After finding the line that contains "Query: cloud", give again that line and each one following it, exactly, until the records end.

> [SUPPLIED DATA]:
^^^^

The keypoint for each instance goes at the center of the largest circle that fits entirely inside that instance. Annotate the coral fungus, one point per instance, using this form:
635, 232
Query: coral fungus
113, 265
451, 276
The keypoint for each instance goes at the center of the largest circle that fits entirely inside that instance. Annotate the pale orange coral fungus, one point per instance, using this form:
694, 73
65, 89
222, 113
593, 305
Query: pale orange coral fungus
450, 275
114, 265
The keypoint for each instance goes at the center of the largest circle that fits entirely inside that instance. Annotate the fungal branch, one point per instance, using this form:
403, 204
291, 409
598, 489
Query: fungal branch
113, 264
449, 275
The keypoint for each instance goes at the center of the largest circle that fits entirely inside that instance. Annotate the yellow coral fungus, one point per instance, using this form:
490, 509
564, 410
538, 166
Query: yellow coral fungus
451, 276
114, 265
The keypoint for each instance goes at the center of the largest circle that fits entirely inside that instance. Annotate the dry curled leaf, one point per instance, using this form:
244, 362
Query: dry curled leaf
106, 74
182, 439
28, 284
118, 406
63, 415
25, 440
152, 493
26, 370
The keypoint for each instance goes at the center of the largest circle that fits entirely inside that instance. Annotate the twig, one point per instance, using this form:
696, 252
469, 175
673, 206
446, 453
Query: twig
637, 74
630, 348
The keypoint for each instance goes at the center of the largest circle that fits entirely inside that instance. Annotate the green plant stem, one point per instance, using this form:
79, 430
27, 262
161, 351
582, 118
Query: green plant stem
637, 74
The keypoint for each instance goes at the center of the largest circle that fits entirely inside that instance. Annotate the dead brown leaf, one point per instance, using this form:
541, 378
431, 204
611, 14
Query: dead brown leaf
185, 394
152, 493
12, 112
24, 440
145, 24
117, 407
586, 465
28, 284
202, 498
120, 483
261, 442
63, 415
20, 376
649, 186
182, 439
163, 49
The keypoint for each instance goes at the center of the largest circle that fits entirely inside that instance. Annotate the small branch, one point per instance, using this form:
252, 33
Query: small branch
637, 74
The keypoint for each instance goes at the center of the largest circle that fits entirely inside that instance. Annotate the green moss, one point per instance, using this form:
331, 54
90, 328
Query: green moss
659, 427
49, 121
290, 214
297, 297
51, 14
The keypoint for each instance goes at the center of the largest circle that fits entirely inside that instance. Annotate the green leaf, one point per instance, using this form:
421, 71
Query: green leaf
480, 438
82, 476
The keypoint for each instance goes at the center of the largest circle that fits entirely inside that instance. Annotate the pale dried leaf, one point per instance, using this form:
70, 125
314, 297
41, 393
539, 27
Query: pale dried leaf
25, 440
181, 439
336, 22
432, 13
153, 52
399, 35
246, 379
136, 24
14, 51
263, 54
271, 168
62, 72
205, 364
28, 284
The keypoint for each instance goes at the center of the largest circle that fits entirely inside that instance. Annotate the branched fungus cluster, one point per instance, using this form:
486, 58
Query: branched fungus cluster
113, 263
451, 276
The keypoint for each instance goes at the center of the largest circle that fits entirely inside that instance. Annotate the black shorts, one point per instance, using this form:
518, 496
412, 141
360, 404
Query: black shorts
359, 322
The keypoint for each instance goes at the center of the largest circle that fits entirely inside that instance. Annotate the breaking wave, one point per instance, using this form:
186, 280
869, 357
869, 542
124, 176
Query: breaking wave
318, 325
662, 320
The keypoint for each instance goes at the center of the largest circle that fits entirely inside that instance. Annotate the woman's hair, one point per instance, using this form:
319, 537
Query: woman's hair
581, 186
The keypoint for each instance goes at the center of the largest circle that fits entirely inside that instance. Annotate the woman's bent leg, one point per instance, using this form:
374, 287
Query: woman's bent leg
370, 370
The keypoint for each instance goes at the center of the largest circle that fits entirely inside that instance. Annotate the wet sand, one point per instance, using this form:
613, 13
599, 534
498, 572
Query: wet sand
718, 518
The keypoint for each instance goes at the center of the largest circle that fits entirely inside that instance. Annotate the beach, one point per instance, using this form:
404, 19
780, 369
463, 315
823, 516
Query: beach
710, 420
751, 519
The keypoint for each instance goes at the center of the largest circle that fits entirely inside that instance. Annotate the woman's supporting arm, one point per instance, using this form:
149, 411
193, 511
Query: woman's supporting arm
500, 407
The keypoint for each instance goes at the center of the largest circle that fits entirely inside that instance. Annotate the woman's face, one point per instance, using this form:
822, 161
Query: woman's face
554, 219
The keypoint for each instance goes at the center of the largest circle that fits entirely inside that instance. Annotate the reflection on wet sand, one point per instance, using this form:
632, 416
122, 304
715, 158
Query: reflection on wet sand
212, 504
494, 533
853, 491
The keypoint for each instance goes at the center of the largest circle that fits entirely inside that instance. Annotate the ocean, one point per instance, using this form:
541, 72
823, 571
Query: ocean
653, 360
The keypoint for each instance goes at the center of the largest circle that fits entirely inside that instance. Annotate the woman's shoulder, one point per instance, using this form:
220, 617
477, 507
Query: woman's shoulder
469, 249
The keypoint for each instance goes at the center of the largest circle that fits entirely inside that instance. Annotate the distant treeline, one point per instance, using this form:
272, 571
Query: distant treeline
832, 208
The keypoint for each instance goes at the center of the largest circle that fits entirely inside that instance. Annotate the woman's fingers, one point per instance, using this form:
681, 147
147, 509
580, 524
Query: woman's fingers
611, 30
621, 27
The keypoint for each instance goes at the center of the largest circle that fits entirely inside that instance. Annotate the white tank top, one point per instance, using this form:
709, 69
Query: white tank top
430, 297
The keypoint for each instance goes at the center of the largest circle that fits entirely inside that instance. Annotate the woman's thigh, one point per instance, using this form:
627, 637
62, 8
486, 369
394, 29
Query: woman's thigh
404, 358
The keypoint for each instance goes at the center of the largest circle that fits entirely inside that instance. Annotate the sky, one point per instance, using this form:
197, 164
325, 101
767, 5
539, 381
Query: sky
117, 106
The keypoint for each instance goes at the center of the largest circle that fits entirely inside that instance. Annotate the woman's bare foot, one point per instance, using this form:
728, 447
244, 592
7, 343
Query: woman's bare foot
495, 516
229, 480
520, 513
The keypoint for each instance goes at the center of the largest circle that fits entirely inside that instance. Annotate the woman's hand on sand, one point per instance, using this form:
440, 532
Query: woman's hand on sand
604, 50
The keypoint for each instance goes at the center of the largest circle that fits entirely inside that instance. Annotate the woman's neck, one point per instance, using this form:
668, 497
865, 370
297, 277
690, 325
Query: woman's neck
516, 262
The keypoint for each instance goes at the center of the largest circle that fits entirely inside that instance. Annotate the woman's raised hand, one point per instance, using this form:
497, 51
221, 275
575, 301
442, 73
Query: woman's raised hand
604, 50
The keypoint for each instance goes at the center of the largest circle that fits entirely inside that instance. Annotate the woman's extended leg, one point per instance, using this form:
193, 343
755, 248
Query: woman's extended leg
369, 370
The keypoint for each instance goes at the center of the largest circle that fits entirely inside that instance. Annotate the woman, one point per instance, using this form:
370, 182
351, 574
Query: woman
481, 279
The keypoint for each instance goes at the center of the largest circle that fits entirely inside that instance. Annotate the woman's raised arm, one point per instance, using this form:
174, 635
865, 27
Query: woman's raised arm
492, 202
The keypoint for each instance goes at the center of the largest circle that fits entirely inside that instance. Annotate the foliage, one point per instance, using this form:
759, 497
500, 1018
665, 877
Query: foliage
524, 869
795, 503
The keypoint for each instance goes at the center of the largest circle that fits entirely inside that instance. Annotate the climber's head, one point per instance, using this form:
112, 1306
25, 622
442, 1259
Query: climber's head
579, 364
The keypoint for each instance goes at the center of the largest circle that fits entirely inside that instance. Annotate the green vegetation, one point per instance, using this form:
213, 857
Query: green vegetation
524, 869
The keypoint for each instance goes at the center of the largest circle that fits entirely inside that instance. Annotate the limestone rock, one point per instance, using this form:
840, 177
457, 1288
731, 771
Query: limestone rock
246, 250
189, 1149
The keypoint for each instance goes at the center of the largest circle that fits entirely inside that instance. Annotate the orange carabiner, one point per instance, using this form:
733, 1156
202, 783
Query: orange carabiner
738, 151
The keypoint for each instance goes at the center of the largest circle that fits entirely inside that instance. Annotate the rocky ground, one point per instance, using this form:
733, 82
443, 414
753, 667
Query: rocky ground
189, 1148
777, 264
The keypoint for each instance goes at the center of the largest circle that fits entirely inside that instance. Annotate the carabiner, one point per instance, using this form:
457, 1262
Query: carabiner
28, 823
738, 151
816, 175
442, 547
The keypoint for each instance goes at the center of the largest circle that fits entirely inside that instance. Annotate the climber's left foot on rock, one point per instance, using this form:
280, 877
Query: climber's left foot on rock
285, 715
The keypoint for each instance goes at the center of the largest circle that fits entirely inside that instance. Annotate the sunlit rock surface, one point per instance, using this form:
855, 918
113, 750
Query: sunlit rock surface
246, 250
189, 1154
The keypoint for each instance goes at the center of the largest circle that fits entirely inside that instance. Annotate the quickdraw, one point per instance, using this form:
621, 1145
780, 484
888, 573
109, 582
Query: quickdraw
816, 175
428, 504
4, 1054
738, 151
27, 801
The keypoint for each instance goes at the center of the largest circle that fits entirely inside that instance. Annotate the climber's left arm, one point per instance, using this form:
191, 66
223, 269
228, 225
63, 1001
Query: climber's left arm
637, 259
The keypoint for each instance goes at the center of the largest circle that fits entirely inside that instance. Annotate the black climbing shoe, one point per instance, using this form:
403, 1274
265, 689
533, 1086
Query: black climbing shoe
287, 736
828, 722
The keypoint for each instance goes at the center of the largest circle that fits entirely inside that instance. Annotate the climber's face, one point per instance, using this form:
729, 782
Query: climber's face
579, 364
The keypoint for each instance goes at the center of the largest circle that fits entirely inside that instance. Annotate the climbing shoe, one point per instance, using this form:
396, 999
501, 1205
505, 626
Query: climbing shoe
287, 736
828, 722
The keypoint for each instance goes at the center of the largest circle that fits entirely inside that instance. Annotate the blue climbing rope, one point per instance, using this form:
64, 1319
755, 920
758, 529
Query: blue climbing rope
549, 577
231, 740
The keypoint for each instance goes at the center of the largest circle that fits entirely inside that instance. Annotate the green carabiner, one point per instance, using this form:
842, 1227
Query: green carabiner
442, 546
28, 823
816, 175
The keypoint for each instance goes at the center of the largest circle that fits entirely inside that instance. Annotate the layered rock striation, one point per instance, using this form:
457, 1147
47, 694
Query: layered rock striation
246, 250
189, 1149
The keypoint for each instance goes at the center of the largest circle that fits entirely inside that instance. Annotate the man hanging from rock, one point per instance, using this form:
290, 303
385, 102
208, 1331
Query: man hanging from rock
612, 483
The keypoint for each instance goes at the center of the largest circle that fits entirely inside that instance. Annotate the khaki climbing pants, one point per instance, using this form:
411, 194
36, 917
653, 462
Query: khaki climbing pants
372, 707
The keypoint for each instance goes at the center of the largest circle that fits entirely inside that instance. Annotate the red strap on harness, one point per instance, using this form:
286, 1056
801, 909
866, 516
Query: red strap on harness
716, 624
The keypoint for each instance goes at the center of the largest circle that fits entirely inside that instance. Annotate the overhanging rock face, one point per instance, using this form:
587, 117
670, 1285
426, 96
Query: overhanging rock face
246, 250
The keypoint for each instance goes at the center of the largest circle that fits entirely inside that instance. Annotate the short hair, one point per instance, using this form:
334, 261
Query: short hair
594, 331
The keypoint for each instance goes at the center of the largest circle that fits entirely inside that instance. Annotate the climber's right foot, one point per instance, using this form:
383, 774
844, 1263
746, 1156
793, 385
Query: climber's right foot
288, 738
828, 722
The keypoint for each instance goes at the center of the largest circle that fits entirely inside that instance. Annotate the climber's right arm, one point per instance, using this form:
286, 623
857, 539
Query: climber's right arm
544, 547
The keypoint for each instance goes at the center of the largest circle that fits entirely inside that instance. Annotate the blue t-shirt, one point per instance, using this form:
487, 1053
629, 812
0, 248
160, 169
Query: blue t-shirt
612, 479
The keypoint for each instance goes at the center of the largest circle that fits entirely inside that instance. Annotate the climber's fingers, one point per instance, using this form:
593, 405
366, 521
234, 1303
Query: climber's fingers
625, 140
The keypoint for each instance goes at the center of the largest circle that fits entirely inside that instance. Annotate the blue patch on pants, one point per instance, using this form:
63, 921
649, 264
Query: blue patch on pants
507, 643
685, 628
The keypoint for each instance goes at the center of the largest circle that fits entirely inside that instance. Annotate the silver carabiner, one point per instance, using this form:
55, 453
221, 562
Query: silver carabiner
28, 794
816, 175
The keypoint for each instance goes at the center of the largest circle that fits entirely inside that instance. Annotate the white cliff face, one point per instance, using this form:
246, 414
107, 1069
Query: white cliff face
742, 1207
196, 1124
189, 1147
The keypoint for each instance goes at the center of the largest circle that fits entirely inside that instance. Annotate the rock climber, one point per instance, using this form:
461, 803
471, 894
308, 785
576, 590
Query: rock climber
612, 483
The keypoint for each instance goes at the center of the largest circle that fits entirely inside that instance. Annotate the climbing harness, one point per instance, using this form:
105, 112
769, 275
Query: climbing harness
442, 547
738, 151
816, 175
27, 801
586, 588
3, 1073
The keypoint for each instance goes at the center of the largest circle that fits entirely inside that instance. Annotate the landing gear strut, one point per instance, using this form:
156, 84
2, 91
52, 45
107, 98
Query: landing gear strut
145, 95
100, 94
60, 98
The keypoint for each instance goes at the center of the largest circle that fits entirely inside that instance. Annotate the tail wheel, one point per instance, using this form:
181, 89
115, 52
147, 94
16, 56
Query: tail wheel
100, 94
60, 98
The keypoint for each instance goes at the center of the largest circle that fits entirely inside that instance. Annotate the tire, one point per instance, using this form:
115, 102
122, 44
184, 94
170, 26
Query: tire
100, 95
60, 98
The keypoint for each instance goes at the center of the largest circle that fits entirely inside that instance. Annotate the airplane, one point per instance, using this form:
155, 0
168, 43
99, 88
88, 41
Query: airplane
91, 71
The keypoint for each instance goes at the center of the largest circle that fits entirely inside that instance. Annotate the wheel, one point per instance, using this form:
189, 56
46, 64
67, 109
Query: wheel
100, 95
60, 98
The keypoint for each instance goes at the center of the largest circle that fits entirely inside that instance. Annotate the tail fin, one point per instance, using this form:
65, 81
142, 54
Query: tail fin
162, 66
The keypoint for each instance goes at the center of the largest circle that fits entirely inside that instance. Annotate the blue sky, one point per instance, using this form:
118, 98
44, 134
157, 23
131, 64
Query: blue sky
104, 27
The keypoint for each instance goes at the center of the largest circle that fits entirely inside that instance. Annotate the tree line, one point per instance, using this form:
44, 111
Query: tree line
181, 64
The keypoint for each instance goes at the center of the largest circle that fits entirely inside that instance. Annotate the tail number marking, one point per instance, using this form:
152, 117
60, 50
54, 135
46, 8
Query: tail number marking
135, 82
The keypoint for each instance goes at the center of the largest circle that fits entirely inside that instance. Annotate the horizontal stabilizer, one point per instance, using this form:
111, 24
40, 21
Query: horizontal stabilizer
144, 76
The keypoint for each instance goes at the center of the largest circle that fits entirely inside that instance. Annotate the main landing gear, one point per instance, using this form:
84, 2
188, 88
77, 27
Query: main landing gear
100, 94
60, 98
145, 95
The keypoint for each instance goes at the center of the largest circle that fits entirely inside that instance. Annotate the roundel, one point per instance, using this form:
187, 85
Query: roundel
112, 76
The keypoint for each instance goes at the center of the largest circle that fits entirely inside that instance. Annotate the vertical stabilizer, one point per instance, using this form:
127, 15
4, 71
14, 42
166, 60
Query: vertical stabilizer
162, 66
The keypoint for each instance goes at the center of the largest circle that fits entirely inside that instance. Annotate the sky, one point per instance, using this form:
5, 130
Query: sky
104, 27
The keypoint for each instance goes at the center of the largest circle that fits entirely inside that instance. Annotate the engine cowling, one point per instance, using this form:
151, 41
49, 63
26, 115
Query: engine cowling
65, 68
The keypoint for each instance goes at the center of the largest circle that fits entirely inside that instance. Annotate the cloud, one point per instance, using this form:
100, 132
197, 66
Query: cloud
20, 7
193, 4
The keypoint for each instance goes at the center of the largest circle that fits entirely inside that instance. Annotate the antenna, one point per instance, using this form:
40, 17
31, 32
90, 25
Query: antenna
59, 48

^^^^

> [SOLVED EXERCISE]:
Query: cloud
20, 7
193, 4
The keypoint for each instance goes at the center of the largest circle that fits entirely inside that instance. Annotate the antenna, one point per instance, using this form:
40, 17
31, 32
90, 25
Query: antenna
59, 48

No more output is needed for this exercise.